### TEXTTEIL ###
Zeitgleich will Union mit einer neuen Tribüne bis Sommer 2013 endlich zum modernen Fußball aufschließen. Schon als die Fans, die sich stolz „Unioner“ nennen, draußen noch Schlange gestanden haben, war drinnen, an den Wänden der Ballsporthalle Hämmerlingstraße, die Animation der geplanten neuen Haupttribüne an die Wand geworfen. Einen Steinwurf weiter soll sie dann mal stehen: Ein schicker dreistöckiger Backsteinbau mit aufragenden Dachträgern, der die drei bereits sanierten Tribünen verbindet. Die 3D-Ansicht erinnert ein bisschen an die Stadionausbau-Option früher Fußball-Manager-Computerspiele. Da konnte der Spieler selbst das Stadion formen, wie er wollte.

Völlig abseits der Köpenicker Realität ist das nicht. Die Fans haben hier schließlich bereits drei Viertel des Stadions weitgehend eigenhändig runderneuert. 140.000 ehrenamtliche Arbeitsstunden kamen in der Saison 2008/09 zusammen. Ein Beispiel mit großer Außenwirkung.

Zingler sagt, was den Fans gefällt

Präsident Dirk Zingler weiß das, weshalb er auch gleich zu Beginn die Verbindung herstellt. Das Tortenstück der derzeit 57 Prozent an Vereinsanteilen am Stadion kommentiert er so: „Hier steckt die Leistung der Stadionbauer drin, hier sind eure 140.000 Stunden drin. Dafür müssen wir noch lange Dankeschön sagen.“ Nun soll jeder Fan sich also ein Stück Alte Försterei zu Hause an die Wand hängen können. In Form einer Aktie. Eine lohnende Geldanlage dürfte sie dagegen für die wenigsten werden. Aber darum soll es auch gar nicht gehen.
### DATENTEIL ###
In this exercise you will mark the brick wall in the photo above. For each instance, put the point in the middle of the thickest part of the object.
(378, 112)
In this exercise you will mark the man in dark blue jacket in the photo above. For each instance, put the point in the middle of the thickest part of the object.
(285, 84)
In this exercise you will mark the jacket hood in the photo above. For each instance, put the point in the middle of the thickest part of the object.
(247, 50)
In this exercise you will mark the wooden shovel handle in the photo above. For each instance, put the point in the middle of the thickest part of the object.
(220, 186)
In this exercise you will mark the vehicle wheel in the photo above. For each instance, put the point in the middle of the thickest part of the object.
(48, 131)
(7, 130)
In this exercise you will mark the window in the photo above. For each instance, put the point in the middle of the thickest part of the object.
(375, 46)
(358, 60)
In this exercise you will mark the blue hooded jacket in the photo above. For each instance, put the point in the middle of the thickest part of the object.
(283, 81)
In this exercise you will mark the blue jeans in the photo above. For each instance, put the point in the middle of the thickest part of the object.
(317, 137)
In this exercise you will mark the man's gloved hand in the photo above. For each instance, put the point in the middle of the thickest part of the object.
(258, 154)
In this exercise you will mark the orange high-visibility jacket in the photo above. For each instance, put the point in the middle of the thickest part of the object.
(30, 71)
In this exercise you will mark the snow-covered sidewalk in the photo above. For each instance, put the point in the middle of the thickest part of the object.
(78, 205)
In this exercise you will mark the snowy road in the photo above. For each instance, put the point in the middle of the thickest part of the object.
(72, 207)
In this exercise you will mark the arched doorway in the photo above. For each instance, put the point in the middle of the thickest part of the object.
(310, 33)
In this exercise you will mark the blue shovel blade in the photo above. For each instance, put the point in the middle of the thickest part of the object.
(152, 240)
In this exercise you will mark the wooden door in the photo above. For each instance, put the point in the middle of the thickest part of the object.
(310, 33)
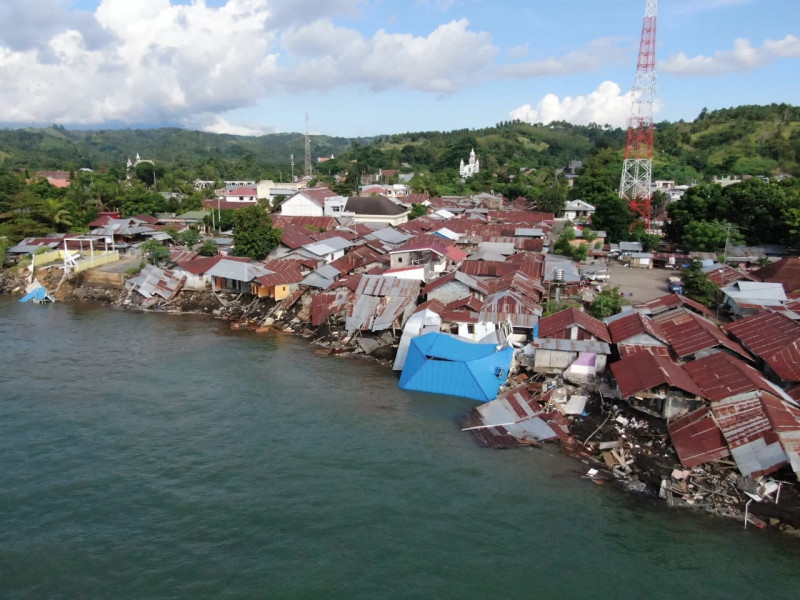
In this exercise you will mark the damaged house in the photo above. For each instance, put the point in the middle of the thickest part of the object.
(655, 385)
(570, 341)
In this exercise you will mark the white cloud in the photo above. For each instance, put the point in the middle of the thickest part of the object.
(218, 124)
(605, 105)
(152, 61)
(696, 6)
(594, 56)
(743, 57)
(334, 56)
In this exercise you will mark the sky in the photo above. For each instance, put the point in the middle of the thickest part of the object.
(371, 67)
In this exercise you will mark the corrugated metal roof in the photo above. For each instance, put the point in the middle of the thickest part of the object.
(390, 235)
(634, 324)
(593, 346)
(721, 375)
(753, 424)
(559, 323)
(152, 281)
(517, 414)
(697, 439)
(202, 264)
(378, 285)
(329, 246)
(689, 333)
(237, 271)
(644, 371)
(765, 333)
(486, 268)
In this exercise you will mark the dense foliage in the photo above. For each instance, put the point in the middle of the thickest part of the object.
(534, 162)
(253, 233)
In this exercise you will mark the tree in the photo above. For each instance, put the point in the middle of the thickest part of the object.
(697, 285)
(613, 216)
(154, 251)
(606, 303)
(253, 233)
(710, 236)
(552, 200)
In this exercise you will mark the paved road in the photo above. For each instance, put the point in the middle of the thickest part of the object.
(639, 285)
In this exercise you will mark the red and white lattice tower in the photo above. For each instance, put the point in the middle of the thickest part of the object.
(637, 170)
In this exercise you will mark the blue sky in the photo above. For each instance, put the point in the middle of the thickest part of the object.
(367, 67)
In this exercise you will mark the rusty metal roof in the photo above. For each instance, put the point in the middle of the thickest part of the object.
(697, 438)
(765, 332)
(486, 268)
(378, 285)
(435, 243)
(518, 415)
(689, 333)
(644, 371)
(202, 264)
(633, 324)
(295, 236)
(723, 275)
(521, 216)
(786, 271)
(558, 324)
(721, 375)
(152, 281)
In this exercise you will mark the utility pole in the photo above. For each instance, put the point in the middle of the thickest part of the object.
(637, 170)
(308, 150)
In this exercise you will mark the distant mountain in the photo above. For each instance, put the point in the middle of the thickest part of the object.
(747, 140)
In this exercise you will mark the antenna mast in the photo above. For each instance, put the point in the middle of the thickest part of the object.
(308, 149)
(637, 170)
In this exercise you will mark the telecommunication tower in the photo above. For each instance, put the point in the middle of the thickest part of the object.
(308, 150)
(637, 170)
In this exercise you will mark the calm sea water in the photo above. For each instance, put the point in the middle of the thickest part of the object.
(162, 456)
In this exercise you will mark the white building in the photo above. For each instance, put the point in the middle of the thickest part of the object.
(470, 169)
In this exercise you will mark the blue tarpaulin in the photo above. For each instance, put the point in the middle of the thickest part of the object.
(441, 364)
(39, 294)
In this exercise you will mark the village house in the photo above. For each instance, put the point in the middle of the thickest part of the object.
(655, 385)
(774, 339)
(378, 210)
(196, 271)
(573, 341)
(578, 210)
(308, 202)
(632, 332)
(436, 253)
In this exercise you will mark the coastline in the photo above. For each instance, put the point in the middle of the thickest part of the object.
(653, 461)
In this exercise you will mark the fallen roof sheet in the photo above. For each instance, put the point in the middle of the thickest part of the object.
(721, 375)
(697, 438)
(753, 424)
(688, 333)
(558, 323)
(643, 371)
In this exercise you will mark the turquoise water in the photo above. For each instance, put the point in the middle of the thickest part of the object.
(163, 456)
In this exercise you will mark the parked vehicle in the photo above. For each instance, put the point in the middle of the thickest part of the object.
(675, 285)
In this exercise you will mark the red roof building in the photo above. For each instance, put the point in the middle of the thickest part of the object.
(573, 324)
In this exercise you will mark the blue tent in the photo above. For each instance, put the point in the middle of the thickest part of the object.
(441, 364)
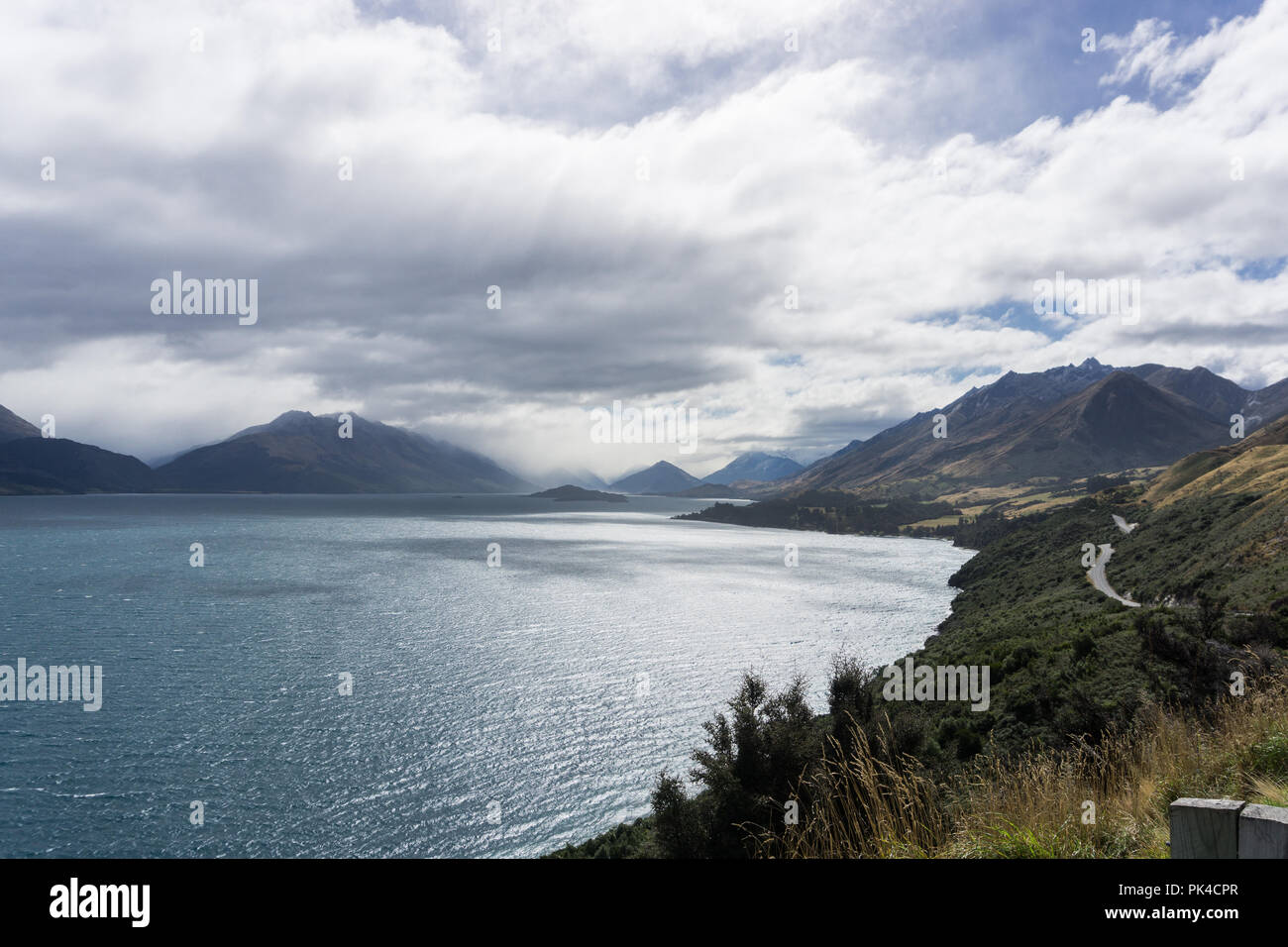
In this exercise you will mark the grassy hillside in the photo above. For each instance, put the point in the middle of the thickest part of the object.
(1074, 678)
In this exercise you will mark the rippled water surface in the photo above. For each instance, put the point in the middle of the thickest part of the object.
(546, 693)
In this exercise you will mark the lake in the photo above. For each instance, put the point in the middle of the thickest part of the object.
(494, 711)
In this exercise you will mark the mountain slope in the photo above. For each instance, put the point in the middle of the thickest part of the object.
(755, 466)
(660, 478)
(56, 466)
(13, 427)
(299, 453)
(1047, 424)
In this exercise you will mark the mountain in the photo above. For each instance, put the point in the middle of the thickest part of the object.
(299, 453)
(565, 476)
(13, 427)
(1067, 421)
(572, 493)
(758, 467)
(56, 466)
(660, 478)
(34, 464)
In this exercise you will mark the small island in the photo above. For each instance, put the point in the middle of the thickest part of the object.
(571, 493)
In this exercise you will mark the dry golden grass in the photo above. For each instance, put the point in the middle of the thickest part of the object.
(871, 804)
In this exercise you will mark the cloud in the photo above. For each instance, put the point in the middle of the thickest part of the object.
(647, 191)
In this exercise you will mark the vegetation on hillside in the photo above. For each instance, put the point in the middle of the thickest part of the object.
(1090, 699)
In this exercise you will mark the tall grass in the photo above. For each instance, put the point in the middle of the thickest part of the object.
(1089, 800)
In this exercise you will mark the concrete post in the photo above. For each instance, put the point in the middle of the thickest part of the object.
(1262, 831)
(1206, 827)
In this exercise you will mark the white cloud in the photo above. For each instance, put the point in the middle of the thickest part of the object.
(784, 170)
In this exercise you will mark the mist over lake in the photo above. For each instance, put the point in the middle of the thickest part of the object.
###
■ ÜBUNGSAUFGABEN ■
1. Beantworte zum Text über den Stadionausbau bei Union:
(a) Wie nennen sich die Fans selbst?
(b) Bis wann soll die neue Tribüne stehen?
(c) Wie viele ehrenamtliche Arbeitsstunden kamen in der Saison 2008/09 zusammen?
2. Gib aus dem Text über den Stadionausbau bei Union den Abschnitt zwischen „Völlig abseits der“ und „gar nicht gehen.“ einschließlich wortgetreu aus.

■ ANTWORTEN JE AUFGABE ■
1.
(a) „Unioner“
(b) Bis Sommer 2013
(c) 140.000

2.
Völlig abseits der Köpenicker Realität ist das nicht. Die Fans haben hier schließlich bereits drei Viertel des Stadions weitgehend eigenhändig runderneuert. 140.000 ehrenamtliche Arbeitsstunden kamen in der Saison 2008/09 zusammen. Ein Beispiel mit großer Außenwirkung.

Zingler sagt, was den Fans gefällt

Präsident Dirk Zingler weiß das, weshalb er auch gleich zu Beginn die Verbindung herstellt. Das Tortenstück der derzeit 57 Prozent an Vereinsanteilen am Stadion kommentiert er so: „Hier steckt die Leistung der Stadionbauer drin, hier sind eure 140.000 Stunden drin. Dafür müssen wir noch lange Dankeschön sagen.“ Nun soll jeder Fan sich also ein Stück Alte Försterei zu Hause an die Wand hängen können. In Form einer Aktie. Eine lohnende Geldanlage dürfte sie dagegen für die wenigsten werden. Aber darum soll es auch gar nicht gehen.